_DATA PROVIDED:_
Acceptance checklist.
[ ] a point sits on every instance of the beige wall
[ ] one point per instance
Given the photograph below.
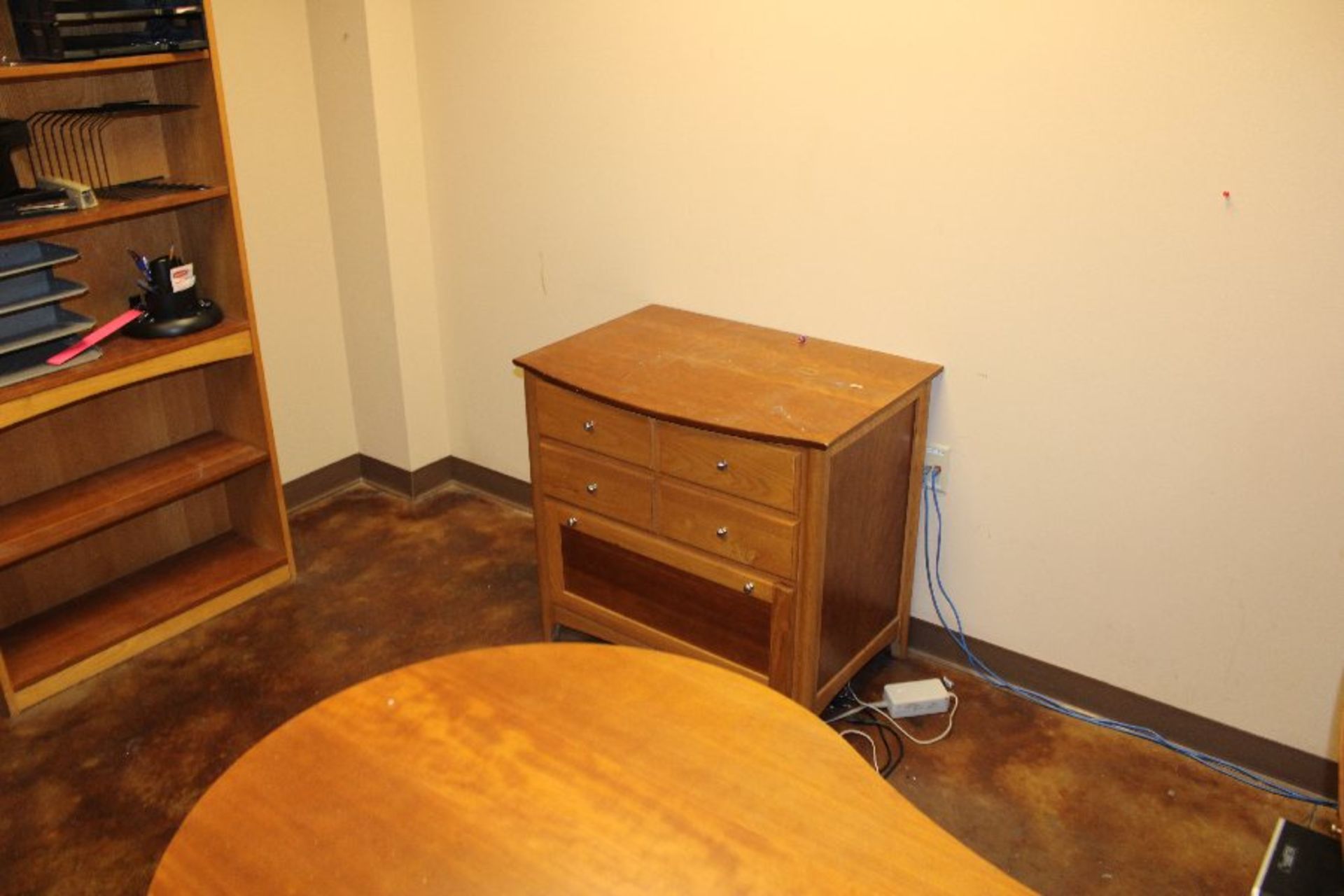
(268, 78)
(1145, 388)
(379, 216)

_EXERCISE GOAL:_ Transcribe the listing above verbatim, line for line, omitting the image.

_ANSWER TO THE PROBLEM:_
Acceptance checklist.
[ ] a point sits on every instance of the beige wall
[ ] one point per instance
Given the photograph below.
(268, 78)
(1145, 388)
(379, 216)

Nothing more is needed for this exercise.